Task statement
Beginning at the line that contains "[locate] lamp head", transcribe the remaining lines of the listing exactly; include the final line and omit everything before.

Stored data
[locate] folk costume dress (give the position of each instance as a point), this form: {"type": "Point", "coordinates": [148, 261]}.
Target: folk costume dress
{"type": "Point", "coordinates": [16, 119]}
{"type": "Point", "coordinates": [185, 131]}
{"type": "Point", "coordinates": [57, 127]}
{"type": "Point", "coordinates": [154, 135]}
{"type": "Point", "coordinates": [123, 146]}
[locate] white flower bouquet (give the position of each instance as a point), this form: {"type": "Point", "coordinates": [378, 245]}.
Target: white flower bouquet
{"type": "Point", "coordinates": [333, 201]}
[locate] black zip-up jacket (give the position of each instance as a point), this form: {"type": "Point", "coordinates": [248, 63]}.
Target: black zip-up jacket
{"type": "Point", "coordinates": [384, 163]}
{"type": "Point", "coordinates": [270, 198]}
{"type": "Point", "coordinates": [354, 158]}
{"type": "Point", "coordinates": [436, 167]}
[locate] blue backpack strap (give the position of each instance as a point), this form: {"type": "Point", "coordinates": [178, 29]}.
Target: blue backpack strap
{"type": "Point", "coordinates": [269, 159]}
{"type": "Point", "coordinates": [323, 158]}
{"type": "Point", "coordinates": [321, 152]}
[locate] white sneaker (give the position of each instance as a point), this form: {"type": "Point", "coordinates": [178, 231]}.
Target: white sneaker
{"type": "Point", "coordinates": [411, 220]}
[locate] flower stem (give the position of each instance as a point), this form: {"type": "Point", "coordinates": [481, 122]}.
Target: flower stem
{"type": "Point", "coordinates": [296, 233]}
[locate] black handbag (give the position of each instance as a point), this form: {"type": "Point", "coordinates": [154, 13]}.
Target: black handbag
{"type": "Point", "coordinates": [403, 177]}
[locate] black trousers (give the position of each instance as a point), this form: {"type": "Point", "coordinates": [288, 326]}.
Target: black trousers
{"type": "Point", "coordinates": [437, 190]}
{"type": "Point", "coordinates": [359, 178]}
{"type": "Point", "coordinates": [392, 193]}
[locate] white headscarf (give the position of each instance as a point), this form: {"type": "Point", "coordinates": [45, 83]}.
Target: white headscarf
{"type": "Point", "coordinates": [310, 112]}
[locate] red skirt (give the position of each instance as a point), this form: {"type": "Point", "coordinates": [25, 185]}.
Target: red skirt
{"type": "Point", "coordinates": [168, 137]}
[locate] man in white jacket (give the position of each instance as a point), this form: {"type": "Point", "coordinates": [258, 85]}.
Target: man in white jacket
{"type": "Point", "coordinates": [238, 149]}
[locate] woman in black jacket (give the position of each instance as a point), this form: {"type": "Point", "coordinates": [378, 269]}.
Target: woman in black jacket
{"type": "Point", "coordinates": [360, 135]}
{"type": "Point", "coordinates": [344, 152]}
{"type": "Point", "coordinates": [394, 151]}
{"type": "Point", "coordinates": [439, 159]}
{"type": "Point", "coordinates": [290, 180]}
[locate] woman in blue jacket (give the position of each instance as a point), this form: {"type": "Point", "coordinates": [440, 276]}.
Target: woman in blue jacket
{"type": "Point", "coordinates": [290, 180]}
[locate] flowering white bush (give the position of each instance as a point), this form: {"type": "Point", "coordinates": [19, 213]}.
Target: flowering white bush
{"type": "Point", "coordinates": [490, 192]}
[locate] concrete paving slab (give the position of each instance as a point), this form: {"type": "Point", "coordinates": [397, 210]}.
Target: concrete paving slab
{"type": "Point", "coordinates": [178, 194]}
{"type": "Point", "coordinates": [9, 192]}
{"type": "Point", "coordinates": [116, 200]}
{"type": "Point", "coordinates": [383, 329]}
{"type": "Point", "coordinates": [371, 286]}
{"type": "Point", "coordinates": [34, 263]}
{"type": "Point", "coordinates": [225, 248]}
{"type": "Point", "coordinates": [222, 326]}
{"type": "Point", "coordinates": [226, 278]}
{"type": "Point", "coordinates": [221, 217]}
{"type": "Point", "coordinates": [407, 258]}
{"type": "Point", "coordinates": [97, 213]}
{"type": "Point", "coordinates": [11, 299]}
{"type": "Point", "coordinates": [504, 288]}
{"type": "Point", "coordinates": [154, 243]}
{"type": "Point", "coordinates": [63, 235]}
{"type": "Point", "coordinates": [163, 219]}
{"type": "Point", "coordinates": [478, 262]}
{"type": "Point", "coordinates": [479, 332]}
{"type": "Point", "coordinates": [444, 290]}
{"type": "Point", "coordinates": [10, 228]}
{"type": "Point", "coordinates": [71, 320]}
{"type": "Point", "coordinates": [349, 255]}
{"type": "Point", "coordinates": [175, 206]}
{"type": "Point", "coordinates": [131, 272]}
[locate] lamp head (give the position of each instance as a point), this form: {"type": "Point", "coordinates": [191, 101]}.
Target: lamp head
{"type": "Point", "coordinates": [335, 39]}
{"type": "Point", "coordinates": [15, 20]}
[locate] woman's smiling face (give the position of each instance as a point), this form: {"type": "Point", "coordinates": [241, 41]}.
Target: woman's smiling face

Full output
[locate] lamp head (give the position of each instance as a point), this form: {"type": "Point", "coordinates": [191, 101]}.
Target: lamp head
{"type": "Point", "coordinates": [335, 39]}
{"type": "Point", "coordinates": [15, 20]}
[locate] woman's smiling face (give the position of each instance as a point), this form: {"type": "Point", "coordinates": [241, 41]}.
Target: woman's smiling face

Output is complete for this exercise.